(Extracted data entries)
----

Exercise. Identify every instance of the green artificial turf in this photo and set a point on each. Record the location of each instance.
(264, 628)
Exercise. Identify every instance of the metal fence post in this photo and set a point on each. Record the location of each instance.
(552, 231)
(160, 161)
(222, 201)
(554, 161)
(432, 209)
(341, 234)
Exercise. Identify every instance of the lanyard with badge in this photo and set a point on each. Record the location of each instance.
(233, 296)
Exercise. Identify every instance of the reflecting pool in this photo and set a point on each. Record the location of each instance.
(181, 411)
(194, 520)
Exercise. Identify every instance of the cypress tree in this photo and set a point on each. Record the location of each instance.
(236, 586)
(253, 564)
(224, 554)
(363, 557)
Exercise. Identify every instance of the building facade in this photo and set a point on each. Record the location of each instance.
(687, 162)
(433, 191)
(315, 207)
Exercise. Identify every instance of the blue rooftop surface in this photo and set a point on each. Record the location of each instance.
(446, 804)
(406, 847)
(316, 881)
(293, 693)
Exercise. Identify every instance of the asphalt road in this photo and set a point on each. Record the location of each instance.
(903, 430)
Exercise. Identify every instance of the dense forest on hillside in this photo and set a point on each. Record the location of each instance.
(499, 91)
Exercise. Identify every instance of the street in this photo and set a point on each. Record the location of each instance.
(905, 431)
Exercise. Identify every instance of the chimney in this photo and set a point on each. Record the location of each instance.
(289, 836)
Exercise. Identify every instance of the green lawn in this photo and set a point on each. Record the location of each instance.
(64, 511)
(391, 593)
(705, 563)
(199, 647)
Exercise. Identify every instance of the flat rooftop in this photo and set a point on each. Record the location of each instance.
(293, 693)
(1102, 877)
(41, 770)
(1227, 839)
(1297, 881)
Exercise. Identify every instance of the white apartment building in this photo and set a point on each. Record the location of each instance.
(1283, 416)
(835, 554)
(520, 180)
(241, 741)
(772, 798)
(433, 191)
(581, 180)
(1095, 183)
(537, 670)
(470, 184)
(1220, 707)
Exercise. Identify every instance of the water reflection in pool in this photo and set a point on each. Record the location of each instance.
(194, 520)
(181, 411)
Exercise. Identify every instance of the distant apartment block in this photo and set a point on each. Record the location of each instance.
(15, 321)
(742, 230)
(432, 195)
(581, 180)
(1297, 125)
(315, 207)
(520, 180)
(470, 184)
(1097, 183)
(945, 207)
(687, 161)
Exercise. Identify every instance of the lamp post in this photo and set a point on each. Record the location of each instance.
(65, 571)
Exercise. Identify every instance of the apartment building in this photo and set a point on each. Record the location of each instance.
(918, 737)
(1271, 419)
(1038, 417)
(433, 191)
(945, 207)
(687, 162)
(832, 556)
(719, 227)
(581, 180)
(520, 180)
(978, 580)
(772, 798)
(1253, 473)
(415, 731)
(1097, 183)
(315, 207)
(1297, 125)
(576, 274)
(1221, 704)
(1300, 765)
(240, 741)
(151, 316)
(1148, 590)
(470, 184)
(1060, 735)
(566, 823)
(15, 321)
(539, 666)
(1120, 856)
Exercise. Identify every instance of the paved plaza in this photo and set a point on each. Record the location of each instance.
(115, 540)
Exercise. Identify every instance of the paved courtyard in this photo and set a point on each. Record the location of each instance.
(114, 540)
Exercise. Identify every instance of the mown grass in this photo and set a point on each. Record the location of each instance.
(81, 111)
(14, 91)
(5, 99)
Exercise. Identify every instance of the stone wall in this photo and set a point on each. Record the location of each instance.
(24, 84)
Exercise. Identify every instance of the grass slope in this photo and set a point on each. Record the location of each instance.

----

Goal: Can you turn the entire listing above into a JSON list of strings, one string per line, skipping any blank lines?

Output below:
[
  "Exercise. Identify every instance of the green artificial turf in this photo and set a point on each. Record the location of each instance.",
  "(264, 628)",
  "Exercise. Identify every instance of the metal fence post in this photo and set a point on each. Record the location of each instance.",
  "(552, 231)",
  "(160, 161)",
  "(222, 201)",
  "(554, 161)",
  "(432, 209)",
  "(341, 234)",
  "Exercise. Identify every instance of the lanyard with badge in this photo and set a point on each. Record the location of each instance.",
  "(233, 296)",
  "Exercise. Identify every instance of the reflecting pool in this photo and set a point on each. Record the location of each instance.",
  "(181, 411)",
  "(194, 520)",
  "Exercise. Identify every instance of the cypress tree in this photo and set a point on each. Record the location of each instance.",
  "(236, 586)",
  "(253, 564)",
  "(224, 554)",
  "(363, 557)",
  "Exercise. Identify every instance of the building facade in this photo and set a point on each. Record the location of each instance.",
  "(687, 162)",
  "(433, 191)",
  "(315, 207)",
  "Exercise. Identify every instance of the blue rooftop surface in this photo and set a point on each. Record the location of each instance.",
  "(446, 804)",
  "(406, 847)",
  "(316, 881)",
  "(293, 693)",
  "Exercise. Identify every instance of the asphalt road in this photo and set a point on each. Record the location of each instance.",
  "(903, 430)",
  "Exercise. Identify every instance of the dense forest on hillside in this photo and set a point on each. Record the location of each instance.",
  "(499, 91)",
  "Exercise. Identify every instance of the street in this photo and set a point on each. Record the location of each instance.",
  "(905, 431)",
  "Exercise. Identify every instance of the chimney in this photo and set a point on each. Record the location of each instance.",
  "(289, 836)",
  "Exercise. Identify every instance of the green lawn in this photo and set a point on each. Record the location of each instance.",
  "(64, 511)",
  "(391, 593)",
  "(705, 563)",
  "(199, 647)",
  "Exercise. Identify every instance of the flat rooftop in this photo and set a point on each. Record the location of each instance.",
  "(293, 693)",
  "(1102, 877)",
  "(41, 770)",
  "(1227, 839)",
  "(1297, 881)",
  "Exercise. Identify every instance of the white apartment building in this photo and set a point on each. Record the location of each instance.",
  "(1283, 416)",
  "(835, 554)",
  "(520, 180)",
  "(241, 741)",
  "(772, 798)",
  "(433, 191)",
  "(581, 180)",
  "(1095, 183)",
  "(537, 670)",
  "(470, 184)",
  "(1220, 707)",
  "Exercise. Identify every instance of the water reflection in pool in this photo and set a point on each. Record the location of each instance.",
  "(194, 520)",
  "(181, 411)",
  "Exercise. Identify every instance of the distant apartment block in this photo and set a point on each. Record the location of each instance.",
  "(15, 321)",
  "(742, 230)",
  "(432, 195)",
  "(581, 180)",
  "(1297, 125)",
  "(315, 207)",
  "(520, 180)",
  "(470, 184)",
  "(1097, 183)",
  "(945, 207)",
  "(687, 161)",
  "Exercise. Identify every instance of the lamp post in this photo and set a point on each. Record the location of each instance.",
  "(65, 571)",
  "Exercise. Identify every instance of the apartment building in this photo and set a point on each. Record the location of each instance.",
  "(918, 737)",
  "(1271, 419)",
  "(1038, 417)",
  "(433, 191)",
  "(945, 207)",
  "(687, 162)",
  "(832, 556)",
  "(719, 227)",
  "(581, 180)",
  "(520, 180)",
  "(978, 580)",
  "(772, 798)",
  "(1253, 473)",
  "(415, 731)",
  "(1097, 183)",
  "(315, 207)",
  "(1297, 125)",
  "(576, 274)",
  "(1221, 704)",
  "(1300, 765)",
  "(240, 741)",
  "(151, 316)",
  "(1148, 590)",
  "(470, 184)",
  "(1060, 735)",
  "(566, 823)",
  "(15, 321)",
  "(539, 666)",
  "(1120, 856)",
  "Exercise. Identify every instance of the paved plaza in this photo and set a point on each. Record the location of each instance.",
  "(115, 540)",
  "Exercise. Identify every instance of the paved courtyard in this photo and set a point on each. Record the location of each instance.",
  "(114, 540)",
  "Exercise. Identify every instance of the mown grass in this photo and set a point on each. Record the location of each instance.",
  "(81, 111)",
  "(14, 91)",
  "(5, 99)",
  "Exercise. Identify every instance of the stone wall in this photo and set a point on each. Record the location of each instance.",
  "(24, 84)",
  "Exercise. Identify every instance of the grass slope in this photo and set a point on each. Record the location of each instance."
]